§ **Input data**
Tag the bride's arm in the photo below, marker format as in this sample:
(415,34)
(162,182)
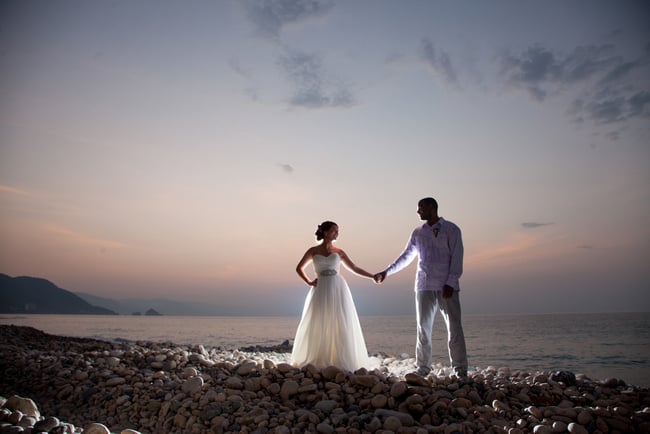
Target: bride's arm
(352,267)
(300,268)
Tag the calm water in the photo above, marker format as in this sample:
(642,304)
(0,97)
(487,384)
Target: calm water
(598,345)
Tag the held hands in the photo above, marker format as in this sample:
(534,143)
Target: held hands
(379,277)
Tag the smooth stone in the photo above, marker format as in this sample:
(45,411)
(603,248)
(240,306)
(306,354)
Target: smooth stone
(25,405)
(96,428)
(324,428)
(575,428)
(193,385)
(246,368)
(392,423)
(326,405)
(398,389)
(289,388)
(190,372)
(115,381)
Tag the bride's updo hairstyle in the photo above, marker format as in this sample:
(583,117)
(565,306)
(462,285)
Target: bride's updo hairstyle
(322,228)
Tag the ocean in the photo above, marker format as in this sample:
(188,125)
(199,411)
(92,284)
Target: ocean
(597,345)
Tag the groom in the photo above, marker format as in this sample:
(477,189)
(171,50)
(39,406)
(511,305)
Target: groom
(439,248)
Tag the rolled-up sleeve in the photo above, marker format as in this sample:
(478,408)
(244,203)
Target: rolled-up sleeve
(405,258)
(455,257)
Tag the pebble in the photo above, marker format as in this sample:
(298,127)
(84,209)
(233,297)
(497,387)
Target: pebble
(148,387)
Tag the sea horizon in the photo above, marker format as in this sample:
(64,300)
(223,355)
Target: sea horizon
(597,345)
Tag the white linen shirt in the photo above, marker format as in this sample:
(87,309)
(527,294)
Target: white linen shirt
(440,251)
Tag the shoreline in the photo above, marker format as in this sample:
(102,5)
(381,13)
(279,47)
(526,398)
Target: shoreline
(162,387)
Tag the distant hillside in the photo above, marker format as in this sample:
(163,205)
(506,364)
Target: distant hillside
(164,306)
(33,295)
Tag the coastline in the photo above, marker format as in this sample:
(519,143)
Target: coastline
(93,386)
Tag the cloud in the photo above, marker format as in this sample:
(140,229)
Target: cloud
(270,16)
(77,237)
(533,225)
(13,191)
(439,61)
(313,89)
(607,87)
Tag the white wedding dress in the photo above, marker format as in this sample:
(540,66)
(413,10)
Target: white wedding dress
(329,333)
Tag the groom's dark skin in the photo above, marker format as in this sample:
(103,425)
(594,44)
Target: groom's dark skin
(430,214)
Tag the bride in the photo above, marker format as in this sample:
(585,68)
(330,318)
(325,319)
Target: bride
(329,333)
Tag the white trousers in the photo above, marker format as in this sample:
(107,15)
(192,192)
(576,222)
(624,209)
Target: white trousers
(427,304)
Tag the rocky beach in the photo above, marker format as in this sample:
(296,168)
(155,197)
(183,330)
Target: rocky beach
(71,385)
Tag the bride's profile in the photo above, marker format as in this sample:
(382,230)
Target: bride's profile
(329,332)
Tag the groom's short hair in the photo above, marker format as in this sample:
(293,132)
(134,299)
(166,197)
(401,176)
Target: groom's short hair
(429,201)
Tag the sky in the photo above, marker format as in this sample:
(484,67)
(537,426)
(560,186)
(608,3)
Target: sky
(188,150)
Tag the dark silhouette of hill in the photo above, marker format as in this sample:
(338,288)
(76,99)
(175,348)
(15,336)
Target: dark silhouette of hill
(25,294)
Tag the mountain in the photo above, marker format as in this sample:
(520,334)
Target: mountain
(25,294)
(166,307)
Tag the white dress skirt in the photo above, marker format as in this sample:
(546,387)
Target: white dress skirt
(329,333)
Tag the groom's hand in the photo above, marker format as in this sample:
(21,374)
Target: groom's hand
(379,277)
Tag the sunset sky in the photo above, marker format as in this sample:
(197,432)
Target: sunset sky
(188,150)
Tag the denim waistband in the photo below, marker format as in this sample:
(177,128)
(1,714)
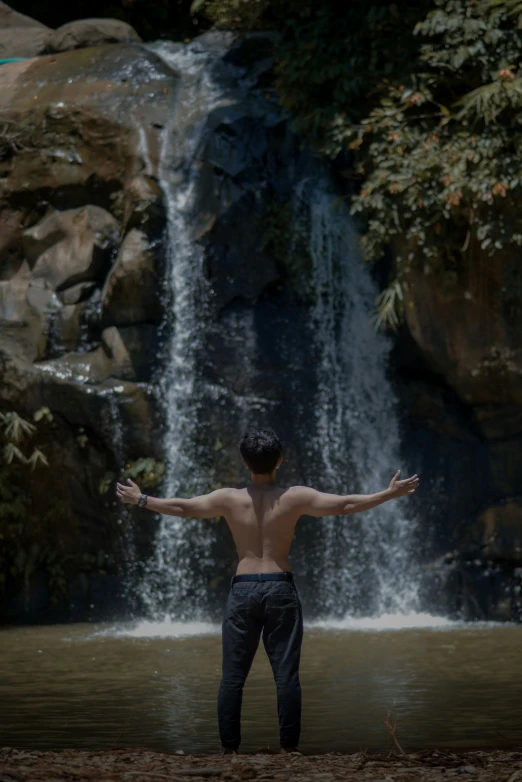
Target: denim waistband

* * *

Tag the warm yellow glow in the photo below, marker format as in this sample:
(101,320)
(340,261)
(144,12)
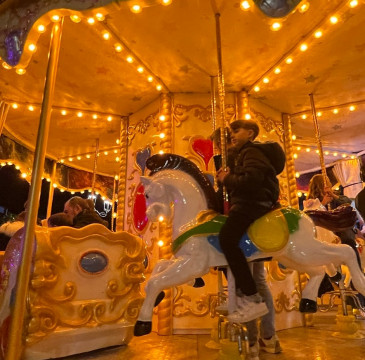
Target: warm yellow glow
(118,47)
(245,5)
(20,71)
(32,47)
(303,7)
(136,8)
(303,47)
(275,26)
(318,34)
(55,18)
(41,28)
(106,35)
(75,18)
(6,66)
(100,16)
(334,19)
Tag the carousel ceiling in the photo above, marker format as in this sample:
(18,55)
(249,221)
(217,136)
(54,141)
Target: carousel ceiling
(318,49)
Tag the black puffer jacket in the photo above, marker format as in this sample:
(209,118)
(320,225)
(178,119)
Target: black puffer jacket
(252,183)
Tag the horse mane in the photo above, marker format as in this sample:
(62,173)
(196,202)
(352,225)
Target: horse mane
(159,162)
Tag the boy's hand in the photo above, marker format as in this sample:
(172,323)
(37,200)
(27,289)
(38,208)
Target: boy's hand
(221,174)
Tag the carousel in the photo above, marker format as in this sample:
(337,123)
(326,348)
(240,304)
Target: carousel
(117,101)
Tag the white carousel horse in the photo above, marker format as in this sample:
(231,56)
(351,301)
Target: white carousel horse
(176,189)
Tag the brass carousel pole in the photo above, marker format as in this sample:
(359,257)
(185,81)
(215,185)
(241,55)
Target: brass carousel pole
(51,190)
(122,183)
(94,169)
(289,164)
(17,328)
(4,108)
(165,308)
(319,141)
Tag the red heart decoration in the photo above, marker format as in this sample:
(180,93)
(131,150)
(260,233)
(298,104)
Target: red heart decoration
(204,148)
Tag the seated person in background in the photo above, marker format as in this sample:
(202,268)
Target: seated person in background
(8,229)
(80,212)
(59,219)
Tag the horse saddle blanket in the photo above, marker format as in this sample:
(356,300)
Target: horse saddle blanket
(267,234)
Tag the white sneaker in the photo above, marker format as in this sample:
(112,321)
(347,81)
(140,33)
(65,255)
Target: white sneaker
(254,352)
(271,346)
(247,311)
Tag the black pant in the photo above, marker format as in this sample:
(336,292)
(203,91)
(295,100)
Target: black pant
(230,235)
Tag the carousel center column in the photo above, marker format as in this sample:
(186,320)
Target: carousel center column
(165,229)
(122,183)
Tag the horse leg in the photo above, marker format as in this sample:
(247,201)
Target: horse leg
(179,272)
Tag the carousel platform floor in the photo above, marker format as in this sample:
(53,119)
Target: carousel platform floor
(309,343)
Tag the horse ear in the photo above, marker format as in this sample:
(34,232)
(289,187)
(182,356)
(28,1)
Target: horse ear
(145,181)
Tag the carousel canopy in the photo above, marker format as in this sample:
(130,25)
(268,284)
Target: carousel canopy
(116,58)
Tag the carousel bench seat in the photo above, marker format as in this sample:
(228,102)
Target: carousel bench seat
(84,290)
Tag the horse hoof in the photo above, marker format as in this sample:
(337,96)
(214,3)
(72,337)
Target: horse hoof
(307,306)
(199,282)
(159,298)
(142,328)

* * *

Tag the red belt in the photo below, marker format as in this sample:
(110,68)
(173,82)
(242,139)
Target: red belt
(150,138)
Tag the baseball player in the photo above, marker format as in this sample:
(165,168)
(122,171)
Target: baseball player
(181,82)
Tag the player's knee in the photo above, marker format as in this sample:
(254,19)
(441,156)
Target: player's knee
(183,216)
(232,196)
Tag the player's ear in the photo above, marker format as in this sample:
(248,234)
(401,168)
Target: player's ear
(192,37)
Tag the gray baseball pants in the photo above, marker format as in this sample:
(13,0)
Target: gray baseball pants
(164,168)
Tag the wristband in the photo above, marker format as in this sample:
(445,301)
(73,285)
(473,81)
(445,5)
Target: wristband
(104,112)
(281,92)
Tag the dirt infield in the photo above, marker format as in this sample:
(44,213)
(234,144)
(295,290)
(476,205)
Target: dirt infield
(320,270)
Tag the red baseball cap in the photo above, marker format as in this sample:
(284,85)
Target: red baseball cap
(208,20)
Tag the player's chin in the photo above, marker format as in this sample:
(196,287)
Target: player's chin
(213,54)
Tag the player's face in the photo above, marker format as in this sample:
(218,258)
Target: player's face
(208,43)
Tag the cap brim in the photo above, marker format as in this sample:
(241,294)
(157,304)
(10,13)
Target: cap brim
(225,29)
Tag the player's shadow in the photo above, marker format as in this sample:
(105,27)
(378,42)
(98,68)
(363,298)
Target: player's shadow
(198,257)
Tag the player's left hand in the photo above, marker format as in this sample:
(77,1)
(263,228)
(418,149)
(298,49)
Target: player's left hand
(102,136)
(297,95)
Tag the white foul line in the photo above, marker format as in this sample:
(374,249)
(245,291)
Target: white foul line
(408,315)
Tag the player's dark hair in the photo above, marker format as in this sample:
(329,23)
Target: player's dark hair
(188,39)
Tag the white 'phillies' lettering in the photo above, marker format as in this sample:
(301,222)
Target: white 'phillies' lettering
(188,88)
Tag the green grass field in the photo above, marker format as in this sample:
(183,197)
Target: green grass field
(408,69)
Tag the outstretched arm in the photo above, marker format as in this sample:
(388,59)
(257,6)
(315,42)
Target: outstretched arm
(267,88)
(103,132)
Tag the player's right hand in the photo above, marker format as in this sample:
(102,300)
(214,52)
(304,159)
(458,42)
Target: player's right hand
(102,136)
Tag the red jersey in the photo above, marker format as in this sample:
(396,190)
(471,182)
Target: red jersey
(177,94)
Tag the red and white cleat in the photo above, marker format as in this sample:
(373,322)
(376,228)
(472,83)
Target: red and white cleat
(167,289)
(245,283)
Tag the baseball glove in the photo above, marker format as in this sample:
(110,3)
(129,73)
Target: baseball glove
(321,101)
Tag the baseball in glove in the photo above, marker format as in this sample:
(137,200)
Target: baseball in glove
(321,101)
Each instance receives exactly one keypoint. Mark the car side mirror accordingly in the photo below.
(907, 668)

§ **Prompt**
Find the word "denim" in the entries, and copy every line it shows up in.

§ **Response to the exercise**
Tag the denim waistband in the photo below, marker format as in this sample:
Target: denim waistband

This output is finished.